» Selected extract:
## BEGIN

Open mfoliveira opened 7 years ago
@aik Can you please take a look into this, as soon as possible ? Thank you ! @paulusmack @laggarcia @bjking1 @sgarfinkle FYI
On my local setup it is just enough to boot the host without mpt3sas driver and then simply do "modprobe mpt3sas" - there is an EEH exactly as reported here. Will continue on monday...
Interesting.
Btw, If that oops after the eeh annoys you, i already have a patch for it, to be submitted; just let me know and i'll send it to you.
Yes please send the patch. Thanks.
ps. I just cannot make mpt3sas load on the upstream kernel at all. hm.
@aik just sent via e-mail.
Thanks. Did not help though, it still crashes, slightly different, the net result is the same - mpt3sas does not bind to the device.

## END

» Request 1: Repeat the passage of the mpt3sas driver thread starting at "Interesting." and ending at "the patch. Thanks.".
» Request 2: Carry on the mpt3sas driver thread from its last post.

» Data rows:
## BEGIN

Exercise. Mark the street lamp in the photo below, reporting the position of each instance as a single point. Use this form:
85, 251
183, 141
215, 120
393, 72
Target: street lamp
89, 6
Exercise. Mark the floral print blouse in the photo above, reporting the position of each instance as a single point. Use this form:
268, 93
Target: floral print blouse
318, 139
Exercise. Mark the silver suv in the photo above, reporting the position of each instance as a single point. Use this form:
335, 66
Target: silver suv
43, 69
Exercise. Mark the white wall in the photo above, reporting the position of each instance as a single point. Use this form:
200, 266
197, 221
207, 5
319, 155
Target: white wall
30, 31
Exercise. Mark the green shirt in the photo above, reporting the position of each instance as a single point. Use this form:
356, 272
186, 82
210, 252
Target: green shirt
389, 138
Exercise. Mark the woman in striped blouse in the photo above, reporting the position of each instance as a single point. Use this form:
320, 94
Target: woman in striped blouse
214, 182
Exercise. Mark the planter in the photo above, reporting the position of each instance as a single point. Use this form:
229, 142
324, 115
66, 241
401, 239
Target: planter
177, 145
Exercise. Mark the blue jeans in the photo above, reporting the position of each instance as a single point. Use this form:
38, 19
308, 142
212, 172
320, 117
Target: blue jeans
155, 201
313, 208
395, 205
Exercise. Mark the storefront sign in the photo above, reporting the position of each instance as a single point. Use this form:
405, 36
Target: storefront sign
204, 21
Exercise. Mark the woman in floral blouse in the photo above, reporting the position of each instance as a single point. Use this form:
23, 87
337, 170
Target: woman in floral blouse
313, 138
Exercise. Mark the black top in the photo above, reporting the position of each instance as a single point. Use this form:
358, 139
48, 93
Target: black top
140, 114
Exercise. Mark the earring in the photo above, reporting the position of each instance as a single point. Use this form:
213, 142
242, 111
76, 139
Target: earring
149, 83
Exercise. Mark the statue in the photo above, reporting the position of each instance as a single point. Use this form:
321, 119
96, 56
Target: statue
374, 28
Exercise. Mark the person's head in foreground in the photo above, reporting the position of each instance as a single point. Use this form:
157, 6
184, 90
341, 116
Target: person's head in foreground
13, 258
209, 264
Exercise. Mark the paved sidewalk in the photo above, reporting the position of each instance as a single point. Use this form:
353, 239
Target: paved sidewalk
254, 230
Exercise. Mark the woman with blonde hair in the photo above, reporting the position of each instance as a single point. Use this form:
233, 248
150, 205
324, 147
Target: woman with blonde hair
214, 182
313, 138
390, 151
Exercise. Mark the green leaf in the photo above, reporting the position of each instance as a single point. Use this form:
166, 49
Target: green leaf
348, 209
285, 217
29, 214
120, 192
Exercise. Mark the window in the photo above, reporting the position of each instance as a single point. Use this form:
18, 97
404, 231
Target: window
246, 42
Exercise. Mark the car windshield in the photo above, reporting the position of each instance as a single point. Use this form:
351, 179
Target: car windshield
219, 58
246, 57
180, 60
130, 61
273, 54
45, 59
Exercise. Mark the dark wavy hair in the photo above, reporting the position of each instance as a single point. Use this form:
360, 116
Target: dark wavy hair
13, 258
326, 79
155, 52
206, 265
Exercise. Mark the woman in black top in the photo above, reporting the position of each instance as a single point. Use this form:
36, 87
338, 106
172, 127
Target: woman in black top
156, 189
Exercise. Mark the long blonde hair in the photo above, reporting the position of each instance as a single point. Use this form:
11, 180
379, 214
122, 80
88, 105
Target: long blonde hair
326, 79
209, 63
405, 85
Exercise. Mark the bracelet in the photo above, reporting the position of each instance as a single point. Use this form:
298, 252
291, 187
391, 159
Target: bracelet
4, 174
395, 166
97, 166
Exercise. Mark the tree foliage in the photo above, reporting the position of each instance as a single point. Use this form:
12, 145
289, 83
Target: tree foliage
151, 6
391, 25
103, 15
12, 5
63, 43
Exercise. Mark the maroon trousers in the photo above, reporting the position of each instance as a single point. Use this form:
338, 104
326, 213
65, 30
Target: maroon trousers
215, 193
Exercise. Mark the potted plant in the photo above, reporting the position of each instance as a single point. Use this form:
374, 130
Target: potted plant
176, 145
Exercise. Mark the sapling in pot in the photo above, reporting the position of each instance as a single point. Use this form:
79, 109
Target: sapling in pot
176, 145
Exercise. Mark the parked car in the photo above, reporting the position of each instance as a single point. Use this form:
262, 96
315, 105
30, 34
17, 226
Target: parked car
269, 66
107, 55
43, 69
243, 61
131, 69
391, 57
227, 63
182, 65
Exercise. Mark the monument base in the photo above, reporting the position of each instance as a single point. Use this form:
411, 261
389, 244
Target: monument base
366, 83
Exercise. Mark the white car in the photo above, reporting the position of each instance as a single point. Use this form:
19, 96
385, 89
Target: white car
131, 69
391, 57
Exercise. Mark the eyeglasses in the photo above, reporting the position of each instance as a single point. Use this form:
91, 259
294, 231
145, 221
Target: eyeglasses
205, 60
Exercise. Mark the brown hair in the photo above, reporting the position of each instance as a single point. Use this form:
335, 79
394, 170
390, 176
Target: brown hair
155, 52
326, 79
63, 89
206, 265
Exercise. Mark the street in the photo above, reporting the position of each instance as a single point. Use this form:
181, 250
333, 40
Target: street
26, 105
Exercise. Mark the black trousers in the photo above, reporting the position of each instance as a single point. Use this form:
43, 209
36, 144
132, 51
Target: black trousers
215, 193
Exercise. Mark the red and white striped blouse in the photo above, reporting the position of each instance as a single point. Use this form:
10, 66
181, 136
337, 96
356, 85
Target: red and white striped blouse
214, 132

## END

» Expected output 1:
Interesting.
Btw, If that oops after the eeh annoys you, i already have a patch for it, to be submitted; just let me know and i'll send it to you.
Yes please send the patch. Thanks.

» Expected output 2:
update. Turns out multilevel TCE tables for 32bit DMA do not work properly. Hm. Disabled them and can proceed.
How much RAM does the guest in the test get?
In meanwhile, could you try patching QEMU like this?
diff --git a/hw/vfio/spapr.c b/hw/vfio/spapr.c
index 9d090270f6..80a5d0e3dd 100644
--- a/hw/vfio/spapr.c
+++ b/hw/vfio/spapr.c
@@ -166,7 +166,7 @@ int vfio_spapr_create_window(VFIOContainer *container,
entries = create.window_size >> create.page_shift;
pages = MAX((entries * sizeof(uint64_t)) / getpagesize(), 1);
pages = MAX(pow2ceil(pages) - 1, 1); /* Round up */
- create.levels = ctz64(pages) / 6 + 1;
+ create.levels = 1;//ctz64(pages) / 6 + 1;
ret = ioctl(container->fd, VFIO_IOMMU_SPAPR_TCE_CREATE, &create);
if (ret) {
@aik
Thanks. Did not help though, it still crashes, slightly different, the net result is the same - mpt3sas does not bind to the device.
Surprised; this patch fixed this problem for us in several tests. Can you please send me the Oops log? (at least stack trace + NIP/LR)
update. Turns out multilevel TCE tables for 32bit DMA do not work properly. Hm. Disabled them and can proceed.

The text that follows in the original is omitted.